Task instructions: Quote, without any change, the line that contains "of the whitecap." and all lines that follow it to the end of the data below.

(Point placement records)
[BEGIN]
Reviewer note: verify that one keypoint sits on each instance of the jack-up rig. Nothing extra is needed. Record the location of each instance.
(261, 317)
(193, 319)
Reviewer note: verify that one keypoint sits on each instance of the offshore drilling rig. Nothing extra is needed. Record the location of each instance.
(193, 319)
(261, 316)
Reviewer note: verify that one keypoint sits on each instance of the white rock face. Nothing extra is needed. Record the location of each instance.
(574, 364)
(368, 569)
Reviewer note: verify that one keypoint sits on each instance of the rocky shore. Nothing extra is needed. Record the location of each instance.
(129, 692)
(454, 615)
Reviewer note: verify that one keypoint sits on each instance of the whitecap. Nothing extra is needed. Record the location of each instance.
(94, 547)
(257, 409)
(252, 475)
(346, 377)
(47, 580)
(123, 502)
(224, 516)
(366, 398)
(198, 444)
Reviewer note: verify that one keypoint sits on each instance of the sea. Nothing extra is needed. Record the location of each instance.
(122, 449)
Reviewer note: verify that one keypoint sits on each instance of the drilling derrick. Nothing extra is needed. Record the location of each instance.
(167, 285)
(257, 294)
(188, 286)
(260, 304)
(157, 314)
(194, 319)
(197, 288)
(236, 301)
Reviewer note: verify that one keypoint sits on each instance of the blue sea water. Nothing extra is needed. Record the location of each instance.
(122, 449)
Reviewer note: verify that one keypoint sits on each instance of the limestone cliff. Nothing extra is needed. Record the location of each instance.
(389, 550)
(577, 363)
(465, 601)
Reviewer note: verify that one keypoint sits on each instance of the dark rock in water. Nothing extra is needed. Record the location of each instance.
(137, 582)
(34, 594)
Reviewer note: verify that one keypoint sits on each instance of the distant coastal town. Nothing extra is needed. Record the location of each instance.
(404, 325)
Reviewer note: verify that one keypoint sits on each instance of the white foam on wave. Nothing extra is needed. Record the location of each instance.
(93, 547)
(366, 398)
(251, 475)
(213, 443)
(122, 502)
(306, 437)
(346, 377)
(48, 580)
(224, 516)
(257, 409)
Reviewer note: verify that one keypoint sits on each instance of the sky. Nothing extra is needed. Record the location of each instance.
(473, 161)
[END]
Solution to this problem:
Reviewer note: verify that one keypoint sits on each instance of the whitecap. Nothing extra is needed. Record the location of each instance.
(94, 547)
(257, 409)
(252, 475)
(346, 377)
(47, 580)
(123, 502)
(224, 516)
(366, 398)
(198, 444)
Reviewer note: verify that one keypoint sits on each instance of the sea. Nothing extra is needed. Record the location of each instance.
(122, 449)
Reviewer note: verify that one keypoint sits on each instance of the drilling derrick. Nothing extra is needed. Record the location of each instance.
(167, 285)
(257, 294)
(188, 286)
(260, 304)
(157, 314)
(194, 319)
(197, 288)
(236, 301)
Reviewer note: verify that one keypoint sits on each instance of the blue sea water. Nothing extra is needed. Record the location of each instance.
(122, 449)
Reviewer note: verify that one keypoint sits on each instance of the limestone cliff. Nothing extra is needed. Record the location of each instance.
(389, 550)
(577, 363)
(465, 601)
Reviewer note: verify that one keypoint sits on each instance of the dark rock in water. Nothing extra is needed. Record the location of each instance.
(137, 582)
(34, 594)
Reviewer note: verify that one keypoint sits on each instance of the distant coastal town. Nothing extra is needed. Record the location of each instance.
(404, 325)
Reviewer note: verify that one keypoint sits on each instance of the white foam on wave. Nothing extra is needed. Record the location of each instance.
(93, 547)
(366, 398)
(251, 475)
(213, 443)
(122, 502)
(306, 437)
(346, 377)
(48, 580)
(224, 516)
(257, 409)
Reviewer note: verify that one keypoint sits on each instance of the sky. Nothing extra is needed. Record the location of each instance.
(473, 161)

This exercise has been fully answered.